What the task asks: Number the lines of the records from the line with "Target: man in blue shorts" up to and including the last line of the records, skipping any blank lines.
=====
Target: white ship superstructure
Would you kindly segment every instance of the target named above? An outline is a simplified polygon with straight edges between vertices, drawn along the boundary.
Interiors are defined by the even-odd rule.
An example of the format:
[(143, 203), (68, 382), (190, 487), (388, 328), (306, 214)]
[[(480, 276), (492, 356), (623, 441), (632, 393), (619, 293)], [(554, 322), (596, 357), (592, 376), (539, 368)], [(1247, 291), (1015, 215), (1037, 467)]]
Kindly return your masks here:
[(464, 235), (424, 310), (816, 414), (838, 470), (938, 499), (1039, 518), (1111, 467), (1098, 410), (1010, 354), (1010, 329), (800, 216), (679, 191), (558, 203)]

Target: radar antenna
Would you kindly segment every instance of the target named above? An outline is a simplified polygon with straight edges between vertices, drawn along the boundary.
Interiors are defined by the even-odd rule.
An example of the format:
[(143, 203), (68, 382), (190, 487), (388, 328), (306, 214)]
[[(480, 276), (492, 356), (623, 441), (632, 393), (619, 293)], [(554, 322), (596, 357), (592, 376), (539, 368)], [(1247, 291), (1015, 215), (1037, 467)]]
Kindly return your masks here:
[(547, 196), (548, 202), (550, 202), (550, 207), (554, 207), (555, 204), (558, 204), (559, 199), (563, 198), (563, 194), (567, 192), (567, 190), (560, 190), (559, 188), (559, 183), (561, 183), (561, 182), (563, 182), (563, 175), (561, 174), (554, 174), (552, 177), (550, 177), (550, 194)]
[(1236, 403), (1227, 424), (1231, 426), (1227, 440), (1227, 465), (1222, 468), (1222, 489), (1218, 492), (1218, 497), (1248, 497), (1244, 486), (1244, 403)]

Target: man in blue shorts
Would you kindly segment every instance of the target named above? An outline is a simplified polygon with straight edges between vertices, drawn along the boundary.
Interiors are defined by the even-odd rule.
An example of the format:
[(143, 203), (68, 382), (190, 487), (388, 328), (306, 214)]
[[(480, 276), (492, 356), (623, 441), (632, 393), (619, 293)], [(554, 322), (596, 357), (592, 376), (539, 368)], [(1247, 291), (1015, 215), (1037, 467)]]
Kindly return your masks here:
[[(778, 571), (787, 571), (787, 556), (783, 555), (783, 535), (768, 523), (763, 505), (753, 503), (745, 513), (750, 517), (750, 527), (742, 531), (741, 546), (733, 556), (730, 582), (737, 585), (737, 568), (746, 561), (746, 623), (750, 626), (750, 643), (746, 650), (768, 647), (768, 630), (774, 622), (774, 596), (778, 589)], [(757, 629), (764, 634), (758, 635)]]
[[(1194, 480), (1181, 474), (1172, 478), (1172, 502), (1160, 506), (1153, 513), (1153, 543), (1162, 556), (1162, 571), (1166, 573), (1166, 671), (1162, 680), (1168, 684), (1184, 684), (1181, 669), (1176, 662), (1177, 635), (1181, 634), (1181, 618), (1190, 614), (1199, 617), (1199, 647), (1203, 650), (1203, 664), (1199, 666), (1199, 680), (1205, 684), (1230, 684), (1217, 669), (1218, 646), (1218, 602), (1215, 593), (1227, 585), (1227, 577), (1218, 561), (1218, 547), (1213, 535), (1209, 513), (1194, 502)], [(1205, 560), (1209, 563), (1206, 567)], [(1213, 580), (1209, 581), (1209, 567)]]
=====
Complete response:
1. Target: man in blue shorts
2. Would you kindly segment every instance of the target named above? An outline is a simplified polygon with straight edges between vertices, drawn along the boundary.
3. Interiors are defined by the even-odd rule.
4. An example of the format:
5. [(143, 203), (68, 382), (190, 487), (388, 328), (306, 214)]
6. [[(480, 276), (492, 356), (623, 441), (632, 393), (619, 293)], [(554, 322), (596, 357), (592, 376), (539, 368)], [(1247, 291), (1015, 215), (1037, 467)]]
7. Kindly return your masks here:
8. [[(778, 571), (787, 571), (787, 556), (783, 555), (783, 535), (768, 523), (763, 505), (753, 503), (745, 513), (750, 517), (750, 527), (742, 531), (741, 546), (733, 556), (730, 582), (737, 585), (737, 568), (746, 561), (746, 623), (750, 626), (750, 643), (746, 650), (768, 647), (768, 630), (774, 622), (774, 596), (778, 589)], [(757, 629), (764, 634), (758, 635)]]
9. [[(1194, 480), (1181, 474), (1172, 478), (1172, 502), (1160, 506), (1153, 513), (1153, 543), (1162, 556), (1162, 571), (1166, 573), (1166, 671), (1162, 680), (1168, 684), (1184, 684), (1181, 669), (1176, 662), (1177, 635), (1181, 634), (1181, 618), (1190, 614), (1199, 617), (1199, 647), (1203, 650), (1203, 664), (1199, 666), (1199, 680), (1205, 684), (1230, 684), (1217, 669), (1218, 646), (1218, 602), (1215, 593), (1227, 585), (1227, 577), (1218, 561), (1218, 547), (1213, 535), (1209, 513), (1194, 502)], [(1205, 560), (1209, 563), (1206, 567)], [(1213, 580), (1209, 581), (1209, 567)]]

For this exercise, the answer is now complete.